» **Problem to solve**
Copy every line of the material below word for word, leaving out the picture.

» **Information supplied**

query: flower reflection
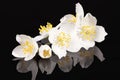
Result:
[14,46,105,80]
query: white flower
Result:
[39,45,52,58]
[48,24,80,59]
[12,35,38,61]
[76,3,107,50]
[60,3,107,50]
[34,22,52,41]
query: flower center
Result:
[57,32,71,47]
[43,50,50,57]
[80,26,96,40]
[39,22,52,33]
[22,40,34,54]
[68,15,76,23]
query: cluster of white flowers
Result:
[12,3,107,61]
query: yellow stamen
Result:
[43,50,50,57]
[68,15,76,23]
[22,40,34,54]
[80,26,96,40]
[57,32,71,47]
[39,22,52,33]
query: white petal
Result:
[76,3,84,23]
[34,35,47,42]
[82,13,97,26]
[39,45,52,58]
[48,28,58,43]
[60,23,75,34]
[52,44,67,59]
[16,34,31,44]
[67,35,82,52]
[95,26,107,42]
[81,40,95,50]
[12,45,25,58]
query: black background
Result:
[0,0,120,80]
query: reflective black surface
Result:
[0,0,120,80]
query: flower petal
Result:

» **Exercise solution**
query: flower reflection
Result:
[14,46,105,80]
query: white flower
Result:
[39,45,52,58]
[48,24,80,59]
[12,35,38,61]
[76,3,107,50]
[60,3,107,50]
[34,22,52,41]
query: flower center
Result:
[57,32,71,47]
[43,50,50,57]
[80,26,96,40]
[39,22,52,33]
[22,40,34,54]
[68,15,76,23]
query: cluster of white flowers
Result:
[12,3,107,61]
query: yellow stamen
Result:
[43,50,50,57]
[68,15,76,23]
[22,40,34,54]
[80,26,96,40]
[57,32,71,47]
[39,22,52,33]
query: white petal
Result:
[76,3,84,23]
[34,35,47,42]
[82,13,97,26]
[39,45,52,58]
[48,28,58,43]
[60,23,75,34]
[52,44,67,59]
[16,34,31,44]
[67,35,82,52]
[95,26,107,42]
[81,40,95,50]
[12,45,25,58]
query: black background
Result:
[0,0,120,80]
query: reflective black surface
Result:
[0,0,120,80]
query: flower petal
Result:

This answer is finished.